[A block of data]
....................
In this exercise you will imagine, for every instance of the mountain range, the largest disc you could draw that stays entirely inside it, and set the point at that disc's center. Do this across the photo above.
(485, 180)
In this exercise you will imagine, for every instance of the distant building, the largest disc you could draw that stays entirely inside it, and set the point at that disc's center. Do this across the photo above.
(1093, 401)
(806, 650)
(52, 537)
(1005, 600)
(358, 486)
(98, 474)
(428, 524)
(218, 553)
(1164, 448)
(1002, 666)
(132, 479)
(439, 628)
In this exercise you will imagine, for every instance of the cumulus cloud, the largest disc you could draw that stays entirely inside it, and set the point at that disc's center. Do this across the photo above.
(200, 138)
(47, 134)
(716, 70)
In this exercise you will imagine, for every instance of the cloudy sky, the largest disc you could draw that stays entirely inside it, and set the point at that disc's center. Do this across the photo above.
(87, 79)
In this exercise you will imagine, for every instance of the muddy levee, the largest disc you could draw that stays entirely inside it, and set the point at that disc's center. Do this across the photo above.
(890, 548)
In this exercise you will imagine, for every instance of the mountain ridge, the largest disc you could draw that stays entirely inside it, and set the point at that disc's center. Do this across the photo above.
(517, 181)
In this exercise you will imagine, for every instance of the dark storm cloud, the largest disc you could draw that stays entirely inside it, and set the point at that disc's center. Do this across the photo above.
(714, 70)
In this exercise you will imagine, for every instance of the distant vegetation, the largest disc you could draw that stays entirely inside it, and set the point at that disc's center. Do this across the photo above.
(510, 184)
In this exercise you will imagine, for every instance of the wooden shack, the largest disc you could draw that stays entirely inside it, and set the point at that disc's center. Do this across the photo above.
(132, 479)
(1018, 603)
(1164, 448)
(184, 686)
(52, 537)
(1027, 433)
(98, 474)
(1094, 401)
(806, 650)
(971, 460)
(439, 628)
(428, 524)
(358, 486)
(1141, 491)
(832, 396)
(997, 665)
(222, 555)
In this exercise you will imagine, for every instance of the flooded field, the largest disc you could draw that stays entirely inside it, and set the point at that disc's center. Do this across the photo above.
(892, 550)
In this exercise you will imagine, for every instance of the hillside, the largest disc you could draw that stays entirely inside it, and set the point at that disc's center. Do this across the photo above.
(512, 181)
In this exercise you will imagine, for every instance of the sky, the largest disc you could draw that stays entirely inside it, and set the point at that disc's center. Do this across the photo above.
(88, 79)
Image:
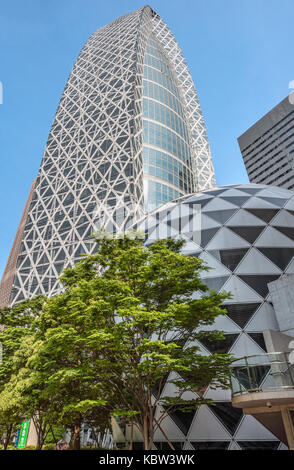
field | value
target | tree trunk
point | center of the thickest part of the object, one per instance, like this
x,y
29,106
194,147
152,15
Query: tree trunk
x,y
132,434
7,436
76,434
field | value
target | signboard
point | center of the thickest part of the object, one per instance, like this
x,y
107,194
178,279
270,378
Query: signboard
x,y
17,438
23,434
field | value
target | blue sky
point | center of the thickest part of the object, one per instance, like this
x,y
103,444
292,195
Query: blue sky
x,y
240,53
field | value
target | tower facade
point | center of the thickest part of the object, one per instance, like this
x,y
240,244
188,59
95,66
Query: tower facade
x,y
128,135
267,147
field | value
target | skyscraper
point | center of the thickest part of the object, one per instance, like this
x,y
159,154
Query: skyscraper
x,y
267,147
128,135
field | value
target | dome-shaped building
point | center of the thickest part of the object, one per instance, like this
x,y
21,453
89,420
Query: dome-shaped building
x,y
245,234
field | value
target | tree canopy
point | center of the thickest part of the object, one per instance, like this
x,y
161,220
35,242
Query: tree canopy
x,y
128,321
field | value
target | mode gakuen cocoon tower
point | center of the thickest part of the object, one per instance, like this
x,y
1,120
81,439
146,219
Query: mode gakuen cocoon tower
x,y
128,136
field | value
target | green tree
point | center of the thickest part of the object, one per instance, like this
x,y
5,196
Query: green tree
x,y
113,339
20,321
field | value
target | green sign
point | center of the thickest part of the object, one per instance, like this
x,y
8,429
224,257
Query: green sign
x,y
23,434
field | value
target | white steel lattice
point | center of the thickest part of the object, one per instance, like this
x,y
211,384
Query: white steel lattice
x,y
93,157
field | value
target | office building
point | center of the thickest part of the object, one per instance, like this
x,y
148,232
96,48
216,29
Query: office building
x,y
128,136
267,147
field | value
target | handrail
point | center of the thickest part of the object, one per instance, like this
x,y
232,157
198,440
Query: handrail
x,y
274,373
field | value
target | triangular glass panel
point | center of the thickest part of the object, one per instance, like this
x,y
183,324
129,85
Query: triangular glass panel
x,y
215,192
250,378
241,313
258,445
202,202
280,256
288,231
264,214
277,201
210,445
165,446
207,235
182,419
251,191
249,233
220,346
237,200
258,338
231,258
215,283
228,415
259,283
221,216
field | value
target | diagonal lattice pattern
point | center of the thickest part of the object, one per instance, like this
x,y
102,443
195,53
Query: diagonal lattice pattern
x,y
245,234
94,154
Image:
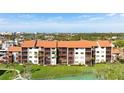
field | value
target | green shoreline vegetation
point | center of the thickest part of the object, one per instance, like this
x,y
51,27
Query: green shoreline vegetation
x,y
102,71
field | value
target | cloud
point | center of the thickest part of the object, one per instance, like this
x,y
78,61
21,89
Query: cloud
x,y
83,16
3,21
54,19
122,15
25,16
111,14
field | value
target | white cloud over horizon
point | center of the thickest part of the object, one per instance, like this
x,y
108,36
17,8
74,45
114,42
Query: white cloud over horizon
x,y
60,23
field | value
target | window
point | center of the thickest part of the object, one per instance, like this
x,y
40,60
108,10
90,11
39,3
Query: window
x,y
102,51
30,52
82,52
102,55
30,56
53,57
76,61
76,52
35,60
97,55
82,57
76,57
53,52
97,60
97,51
35,52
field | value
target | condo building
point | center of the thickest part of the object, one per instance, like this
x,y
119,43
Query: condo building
x,y
62,52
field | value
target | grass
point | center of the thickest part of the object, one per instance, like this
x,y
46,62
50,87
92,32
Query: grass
x,y
102,71
8,75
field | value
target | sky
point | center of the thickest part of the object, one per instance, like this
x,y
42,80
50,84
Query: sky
x,y
62,22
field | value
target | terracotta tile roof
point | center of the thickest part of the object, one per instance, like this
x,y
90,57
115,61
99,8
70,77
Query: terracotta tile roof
x,y
115,51
71,44
29,43
14,49
104,43
76,44
46,44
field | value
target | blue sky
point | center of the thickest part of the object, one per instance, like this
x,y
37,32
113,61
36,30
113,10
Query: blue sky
x,y
62,22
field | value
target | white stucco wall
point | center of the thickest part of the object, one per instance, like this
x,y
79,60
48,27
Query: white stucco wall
x,y
53,56
31,55
79,58
101,56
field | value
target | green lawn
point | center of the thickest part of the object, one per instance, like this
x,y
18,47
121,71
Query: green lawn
x,y
104,71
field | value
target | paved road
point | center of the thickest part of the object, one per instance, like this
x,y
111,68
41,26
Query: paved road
x,y
18,77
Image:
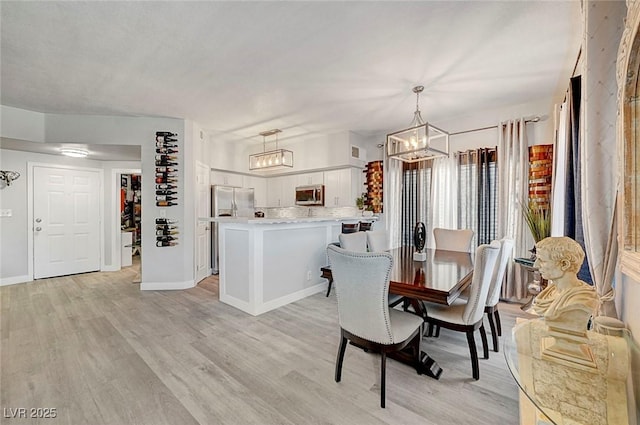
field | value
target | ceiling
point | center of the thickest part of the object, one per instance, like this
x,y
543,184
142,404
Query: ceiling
x,y
239,68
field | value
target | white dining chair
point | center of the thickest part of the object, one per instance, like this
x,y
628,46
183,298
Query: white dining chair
x,y
453,239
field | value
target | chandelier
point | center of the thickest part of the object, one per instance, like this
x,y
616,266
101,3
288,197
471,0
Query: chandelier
x,y
271,160
419,142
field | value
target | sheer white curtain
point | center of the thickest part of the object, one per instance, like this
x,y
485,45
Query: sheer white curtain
x,y
513,168
444,196
392,198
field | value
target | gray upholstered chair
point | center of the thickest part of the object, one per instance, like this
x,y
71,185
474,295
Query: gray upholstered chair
x,y
467,317
356,241
453,239
493,297
362,287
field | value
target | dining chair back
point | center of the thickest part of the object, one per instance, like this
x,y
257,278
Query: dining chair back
x,y
453,239
467,317
493,297
350,227
356,241
365,226
362,288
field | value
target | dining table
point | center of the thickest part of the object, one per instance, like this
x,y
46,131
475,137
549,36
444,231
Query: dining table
x,y
441,278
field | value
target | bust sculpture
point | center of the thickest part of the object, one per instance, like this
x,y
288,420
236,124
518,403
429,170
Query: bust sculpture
x,y
567,303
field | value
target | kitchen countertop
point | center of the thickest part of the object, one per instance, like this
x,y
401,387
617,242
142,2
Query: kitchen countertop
x,y
251,220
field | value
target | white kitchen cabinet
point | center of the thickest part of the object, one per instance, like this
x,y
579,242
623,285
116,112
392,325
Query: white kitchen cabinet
x,y
259,185
308,179
281,191
342,187
226,179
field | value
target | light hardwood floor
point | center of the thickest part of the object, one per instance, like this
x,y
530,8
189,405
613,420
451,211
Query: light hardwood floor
x,y
100,351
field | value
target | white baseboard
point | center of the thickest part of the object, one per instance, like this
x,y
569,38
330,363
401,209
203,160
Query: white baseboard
x,y
166,286
14,279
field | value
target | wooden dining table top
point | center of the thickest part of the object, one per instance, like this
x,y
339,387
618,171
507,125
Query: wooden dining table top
x,y
440,279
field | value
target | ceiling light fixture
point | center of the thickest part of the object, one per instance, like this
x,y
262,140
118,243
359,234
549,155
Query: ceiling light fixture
x,y
75,153
271,160
419,142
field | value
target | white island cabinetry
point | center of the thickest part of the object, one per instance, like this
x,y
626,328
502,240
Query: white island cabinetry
x,y
268,263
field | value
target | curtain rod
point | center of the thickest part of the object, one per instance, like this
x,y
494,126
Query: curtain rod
x,y
534,119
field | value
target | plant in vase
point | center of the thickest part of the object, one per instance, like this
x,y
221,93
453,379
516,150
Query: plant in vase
x,y
538,218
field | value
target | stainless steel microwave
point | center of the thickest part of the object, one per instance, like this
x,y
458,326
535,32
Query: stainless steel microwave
x,y
310,195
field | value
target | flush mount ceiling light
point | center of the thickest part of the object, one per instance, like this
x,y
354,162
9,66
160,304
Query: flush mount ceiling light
x,y
271,160
75,153
419,142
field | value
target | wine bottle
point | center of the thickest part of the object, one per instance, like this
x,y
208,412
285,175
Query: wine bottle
x,y
165,198
166,186
164,243
166,232
166,180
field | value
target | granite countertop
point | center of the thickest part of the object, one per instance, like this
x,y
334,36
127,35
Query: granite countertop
x,y
279,220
....................
> [TASK TO CARRY OUT]:
Pull out every line of the material above that contains the word "light", and copy each of those lines unchanged.

> [EXERCISE OUTPUT]:
target | light hardwood floor
Query: light hardwood floor
target | ceiling light fixture
Query: ceiling light fixture
target | flush mount ceiling light
Query: flush mount ceiling light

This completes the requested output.